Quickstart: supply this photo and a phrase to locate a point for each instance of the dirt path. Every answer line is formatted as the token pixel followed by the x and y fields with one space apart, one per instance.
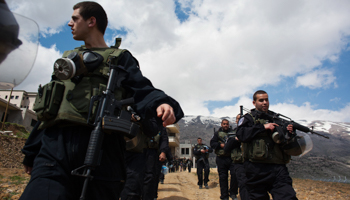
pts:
pixel 183 186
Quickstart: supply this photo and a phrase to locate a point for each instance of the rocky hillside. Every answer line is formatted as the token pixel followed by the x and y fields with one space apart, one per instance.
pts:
pixel 10 151
pixel 329 158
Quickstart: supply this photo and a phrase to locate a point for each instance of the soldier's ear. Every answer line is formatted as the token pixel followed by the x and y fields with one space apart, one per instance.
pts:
pixel 92 21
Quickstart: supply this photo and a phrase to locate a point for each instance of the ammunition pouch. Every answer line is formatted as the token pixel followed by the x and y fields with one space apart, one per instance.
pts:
pixel 67 102
pixel 264 150
pixel 237 156
pixel 153 143
pixel 221 152
pixel 48 100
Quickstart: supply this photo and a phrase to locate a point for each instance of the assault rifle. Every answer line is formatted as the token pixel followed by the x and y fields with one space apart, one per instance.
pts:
pixel 110 117
pixel 283 122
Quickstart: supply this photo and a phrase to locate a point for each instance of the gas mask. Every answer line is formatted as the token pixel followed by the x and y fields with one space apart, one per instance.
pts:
pixel 76 65
pixel 298 145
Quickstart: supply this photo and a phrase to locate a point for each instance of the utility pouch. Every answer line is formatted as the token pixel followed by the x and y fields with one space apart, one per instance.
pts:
pixel 236 155
pixel 137 143
pixel 259 150
pixel 48 100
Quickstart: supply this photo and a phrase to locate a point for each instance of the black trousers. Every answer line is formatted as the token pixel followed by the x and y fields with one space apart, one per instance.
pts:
pixel 203 164
pixel 159 177
pixel 241 179
pixel 63 150
pixel 224 164
pixel 150 180
pixel 273 178
pixel 135 165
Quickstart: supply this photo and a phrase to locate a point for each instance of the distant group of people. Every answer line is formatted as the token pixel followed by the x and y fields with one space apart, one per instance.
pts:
pixel 77 112
pixel 78 149
pixel 248 154
pixel 180 164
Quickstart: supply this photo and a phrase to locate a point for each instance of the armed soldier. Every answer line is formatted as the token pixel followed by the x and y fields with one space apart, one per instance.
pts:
pixel 58 148
pixel 265 161
pixel 234 146
pixel 201 152
pixel 224 162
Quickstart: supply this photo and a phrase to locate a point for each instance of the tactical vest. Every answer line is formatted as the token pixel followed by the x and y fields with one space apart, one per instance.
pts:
pixel 220 151
pixel 237 154
pixel 153 143
pixel 200 147
pixel 64 102
pixel 262 148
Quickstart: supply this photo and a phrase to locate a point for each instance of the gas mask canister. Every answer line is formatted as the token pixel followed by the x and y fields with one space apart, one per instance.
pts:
pixel 76 64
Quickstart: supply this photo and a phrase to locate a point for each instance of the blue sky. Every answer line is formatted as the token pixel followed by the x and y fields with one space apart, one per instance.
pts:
pixel 212 56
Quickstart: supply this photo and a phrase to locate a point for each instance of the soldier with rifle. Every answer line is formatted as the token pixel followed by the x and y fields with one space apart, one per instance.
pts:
pixel 201 152
pixel 265 156
pixel 77 151
pixel 224 162
pixel 233 145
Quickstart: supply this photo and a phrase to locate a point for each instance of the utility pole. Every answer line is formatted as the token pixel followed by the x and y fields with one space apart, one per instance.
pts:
pixel 7 106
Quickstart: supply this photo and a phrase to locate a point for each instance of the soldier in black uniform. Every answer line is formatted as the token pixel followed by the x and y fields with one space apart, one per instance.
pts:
pixel 201 152
pixel 265 161
pixel 189 164
pixel 224 162
pixel 155 155
pixel 52 152
pixel 234 146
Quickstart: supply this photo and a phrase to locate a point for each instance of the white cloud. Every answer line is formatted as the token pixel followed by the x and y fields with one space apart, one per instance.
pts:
pixel 42 69
pixel 317 79
pixel 225 49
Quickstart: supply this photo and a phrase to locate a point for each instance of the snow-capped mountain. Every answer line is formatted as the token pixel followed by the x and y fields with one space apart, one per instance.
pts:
pixel 328 158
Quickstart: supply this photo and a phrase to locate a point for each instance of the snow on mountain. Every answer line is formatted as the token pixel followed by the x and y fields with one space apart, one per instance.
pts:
pixel 318 126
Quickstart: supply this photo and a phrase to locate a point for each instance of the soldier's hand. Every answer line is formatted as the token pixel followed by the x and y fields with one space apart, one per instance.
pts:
pixel 162 157
pixel 28 169
pixel 166 112
pixel 270 126
pixel 290 128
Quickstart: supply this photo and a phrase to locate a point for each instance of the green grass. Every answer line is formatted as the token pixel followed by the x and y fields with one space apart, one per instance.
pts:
pixel 17 180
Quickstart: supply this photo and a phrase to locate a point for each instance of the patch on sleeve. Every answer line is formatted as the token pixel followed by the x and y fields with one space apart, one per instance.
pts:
pixel 241 121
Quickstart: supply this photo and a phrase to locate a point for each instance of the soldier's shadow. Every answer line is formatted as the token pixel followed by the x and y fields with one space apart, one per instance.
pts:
pixel 169 190
pixel 174 198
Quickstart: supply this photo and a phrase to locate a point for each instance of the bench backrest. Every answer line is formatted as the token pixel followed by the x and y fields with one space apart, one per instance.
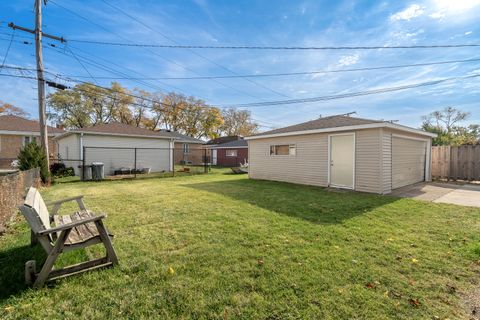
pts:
pixel 35 211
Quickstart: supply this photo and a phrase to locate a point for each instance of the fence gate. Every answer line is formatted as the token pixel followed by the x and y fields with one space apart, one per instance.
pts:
pixel 456 163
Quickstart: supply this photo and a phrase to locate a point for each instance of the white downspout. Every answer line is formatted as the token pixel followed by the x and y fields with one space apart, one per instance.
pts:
pixel 81 146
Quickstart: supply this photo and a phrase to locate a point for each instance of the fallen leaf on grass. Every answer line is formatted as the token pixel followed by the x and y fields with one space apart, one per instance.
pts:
pixel 370 285
pixel 394 295
pixel 451 289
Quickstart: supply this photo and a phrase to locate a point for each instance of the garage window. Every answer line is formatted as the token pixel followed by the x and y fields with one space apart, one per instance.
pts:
pixel 231 153
pixel 283 150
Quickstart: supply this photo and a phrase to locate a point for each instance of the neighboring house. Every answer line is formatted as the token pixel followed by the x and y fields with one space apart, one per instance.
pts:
pixel 118 146
pixel 188 150
pixel 221 140
pixel 345 152
pixel 230 154
pixel 16 132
+===+
Short problem =>
Set out the records above as a numbered list with one line per item, covering every record. Skip blank lines and leave the pictures out.

Task answer =>
1. Quickstart: supply this photo and a phrase to locate a point for each instance of the dirt path. Every answer line is formatted as the token pixel followed by the x and y fields with one space apart, one per instance.
2. pts:
3. pixel 183 186
4. Quickstart: supply this photo and a phrase to locate a point for each instance of the rocky hillside. Every answer line is formatted as the token pixel followed by the x and y fields with one space apart, one per instance.
5. pts:
6. pixel 10 151
7. pixel 329 158
8. Quickstart: supply this photo and a phrase to locate a point for each instance of the soldier's ear. Every answer line is formatted as the token pixel followed by the x and y fields with one space apart, one per instance.
9. pts:
10. pixel 92 21
11. Quickstart: supply this photo and a phrase to locate a point for each instance of the ammunition pouch. Every answer line is formatted as the token pixel followed by the x and y fields with one space apart, one per instance.
12. pts:
13. pixel 67 102
14. pixel 264 150
15. pixel 237 156
16. pixel 153 143
17. pixel 221 152
18. pixel 48 100
19. Quickstart: supply this photo and a phrase to locate a point for each instance of the assault rifle. Every answer line is formatted as the token pixel followed by the x and y fields with one space apart, one per instance.
20. pts:
21. pixel 110 117
22. pixel 283 122
23. Quickstart: supply this photo and a phrase to locate a point for each instance of the gas mask. Every answer line is formatted as the token pixel followed by the x and y fields with one space apart, one per instance.
24. pts:
25. pixel 76 65
26. pixel 298 145
27. Quickstart: supply this photo and a phrase to locate a point for each instance of the utility pouch. Every answer line is formatted as the token pixel followed by the x and y fields with one space apart, one per instance.
28. pts:
29. pixel 236 155
30. pixel 137 143
31. pixel 259 150
32. pixel 48 100
33. Quickstart: supply this photo and a phrase to locate a point for each instance of the black trousers. Every answer line is formatted as the token pixel followed by the x and y fields with one space apart, one per instance.
34. pts:
35. pixel 203 164
36. pixel 159 177
37. pixel 241 179
38. pixel 63 150
39. pixel 224 164
40. pixel 150 180
41. pixel 273 178
42. pixel 135 165
43. Quickstart: supply this photo and a phrase to locate a point for each instance of the distant group of people. Every answer line is formatted as the token pixel followed by the x and y fields with one space apart, one per instance.
44. pts:
45. pixel 77 112
46. pixel 78 149
47. pixel 248 154
48. pixel 180 164
49. Quickstart: supply this photo and a phrase to locate a point for each instance of the armed soldier. Every answer line is formatted as the token pixel followed by the x and y fields with one space apart, one per instance.
50. pts:
51. pixel 58 148
52. pixel 265 161
53. pixel 234 146
54. pixel 201 152
55. pixel 224 162
56. Quickstart: supply this photo and a phrase to locate a point for each instance of the tactical vest. Every answer line is formatted as the token pixel followed by the x and y fields with one space apart, one per instance.
57. pts:
58. pixel 220 151
59. pixel 237 154
60. pixel 153 143
61. pixel 200 147
62. pixel 64 102
63. pixel 262 148
64. Quickstart: supply this photo and a phrase to locate a point for each instance of the gas mask canister. Every answer line is formatted as the token pixel followed by the x and y fields with one space apart, one per instance.
65. pts:
66. pixel 76 64
67. Quickstart: supply this photo and a phrase to locate a point for each instance of the blue sky. Every answer line is formatted as the token pixel followed by the x and y fields with one space apart, one per instance.
68. pts:
69. pixel 212 56
70. Quickstart: supply this photo and a phrase to locate a point for each instance of the soldier with rifle. Every answer line is formatted as the token pixel followed by the x and y fields with one space apart, one per instance.
71. pts:
72. pixel 201 152
73. pixel 265 156
74. pixel 77 151
75. pixel 224 162
76. pixel 233 145
77. Quickstart: supply this photo and a phrase to locate a point for each instance of the utility pole. Every answer line is formatted as the token pixel followed by the x and y fields with one space apart, one per instance.
78. pts:
79. pixel 7 106
80. Quickstart: supply this photo and a phrase to locate a point for each instance of the soldier in black uniform. Every answer line is formatted as the token pixel followed by the x and y fields with one space apart, one per instance.
81. pts:
82. pixel 201 152
83. pixel 265 161
84. pixel 189 164
85. pixel 224 162
86. pixel 155 155
87. pixel 52 152
88. pixel 234 146
89. Quickstart: supply this photo and a phrase to locate a point for each instance of the white cloud. Every answer line is formatted as the token pixel followed by the x and y fields with one space apart, one per instance.
90. pts:
91. pixel 42 69
92. pixel 317 79
93. pixel 225 49
94. Quickstart: supply this photo and a phrase to locate a point for each instance of the snow-capped mountain. Every answer line is formatted as the token pixel followed by the x and y fields with one space apart, one per instance.
95. pts:
96. pixel 328 158
97. Quickstart: supply this photo and a phrase to locate a point for each instance of the snow on mountain. Every answer line is formatted as the token pixel followed by the x and y fields with one space apart, one per instance.
98. pts:
99. pixel 318 126
100. Quickstart: supply this photo and a phrase to locate a point for each instance of the soldier's hand. Every answer line is formatted as the token pixel followed by the x and y fields with one space apart, one per instance.
101. pts:
102. pixel 162 157
103. pixel 28 169
104. pixel 166 112
105. pixel 270 126
106. pixel 290 128
107. Quickstart: supply this photo and a phrase to locate a point for each instance of the green grass. Every answer line is formatted as the token pixel followed by the x and y fields with one space apart, one per instance.
108. pts:
109. pixel 17 180
110. Quickstart: supply this photo and a phrase to locate a point for each instance of the patch on sleeve. Every answer line is formatted as the token pixel followed by the x and y fields with one space apart, one per instance.
111. pts:
112. pixel 241 121
113. Quickstart: supply this photo and a phrase to locate a point for each instance of the soldier's shadow. Every answer line is formatted as the token pixel followed by the x and y fields with one space apart, one per instance.
114. pts:
115. pixel 169 190
116. pixel 174 198
117. Quickstart: supply this photo and a phrase to locate a point for each instance of the bench backrest. Every answer line is formatted as the token pixel followed by the x and y fields with one space apart, one per instance.
118. pts:
119. pixel 35 211
120. Quickstart: supply this photo and a phrase to locate a point for each instance of the fence gate. Every answer line is formatted as the token pixel followed by the x and y fields with one space apart, one per instance.
121. pts:
122. pixel 456 163
123. Quickstart: supply this photo and a phrase to locate a point for each instance of the white downspout. Every answer line is formatted as the token pixel followed by the x and y fields with one space apart, one per instance.
124. pts:
125. pixel 81 146
126. Quickstart: supply this photo and a phrase to locate a point for each instance of the fallen leaf on grass. Every answer line is formatted as the token pixel followed by the x and y fields with one space apart, one per instance.
127. pts:
128. pixel 370 285
129. pixel 394 295
130. pixel 451 289
131. Quickstart: supply this photo and a phrase to locate a point for each instance of the garage window. Every answer line is formatted as the token pixel followed by the x and y fields with one space apart, one per instance.
132. pts:
133. pixel 231 153
134. pixel 283 150
135. Quickstart: supply this photo and a phrase to locate a point for each instance of the neighboring house. Every answer line is formatted as the token pixel followed by the x and y fields with one space apart, one per instance.
136. pts:
137. pixel 118 146
138. pixel 188 150
139. pixel 221 140
140. pixel 345 152
141. pixel 230 154
142. pixel 16 132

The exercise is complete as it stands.